* Start TEXT PASSAGE *

Cost Analysis: pg_tide vs. Running Kafka
For teams evaluating pg_tide against a full Kafka deployment, here's a practical comparison of operational costs:
| Resource | pg_tide | Kafka (small production cluster) |
|---|---|---|
| Processes to operate | 1-2 relay instances | 3+ brokers + ZooKeeper/KRaft + Connect + Schema Registry |
| Memory footprint | ~50 MB per relay | ~6 GB per broker (JVM heap) |
| Disk | Shared with PostgreSQL | Dedicated high-throughput storage per broker |
| Network | PostgreSQL connection + sink connections | Inter-broker replication, client connections, ZK communication |
| On-call complexity | "Is PostgreSQL healthy? Is the relay running?" | Partition rebalancing, ISR management, disk pressure, GC pauses |
| Team expertise | PostgreSQL DBA + basic ops | Kafka-specialized operations team |
pg_tide's total cost of ownership is dramatically lower for teams whose primary workload is a PostgreSQL-backed application with moderate event volumes (< 50K events/second).
Decision Flowchart
Ask yourself these questions in order:
- Is PostgreSQL your primary data store? If not → look at Debezium, platform-specific CDC
- Do your events need transactional guarantees? If not → consider direct broker writes or pg_notify
- Is your throughput under ~50K events/second? If not → consider Kafka/Redpanda
- Do you want to minimize operational overhead? If yes → pg_tide
- Do you need automatic schema-change capture? If yes → consider Debezium (or combine both)

* End TEXT PASSAGE *
* Start INFORMATION SUPPLIED *

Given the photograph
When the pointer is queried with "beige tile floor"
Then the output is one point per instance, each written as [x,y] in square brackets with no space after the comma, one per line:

* End INFORMATION SUPPLIED *

EXERCISE REQUIREMENTS = According to the comparison of pg_tide and Kafka, how much memory does each pg_tide relay use?

THE COMPLETED TASK = About 50 MB per relay.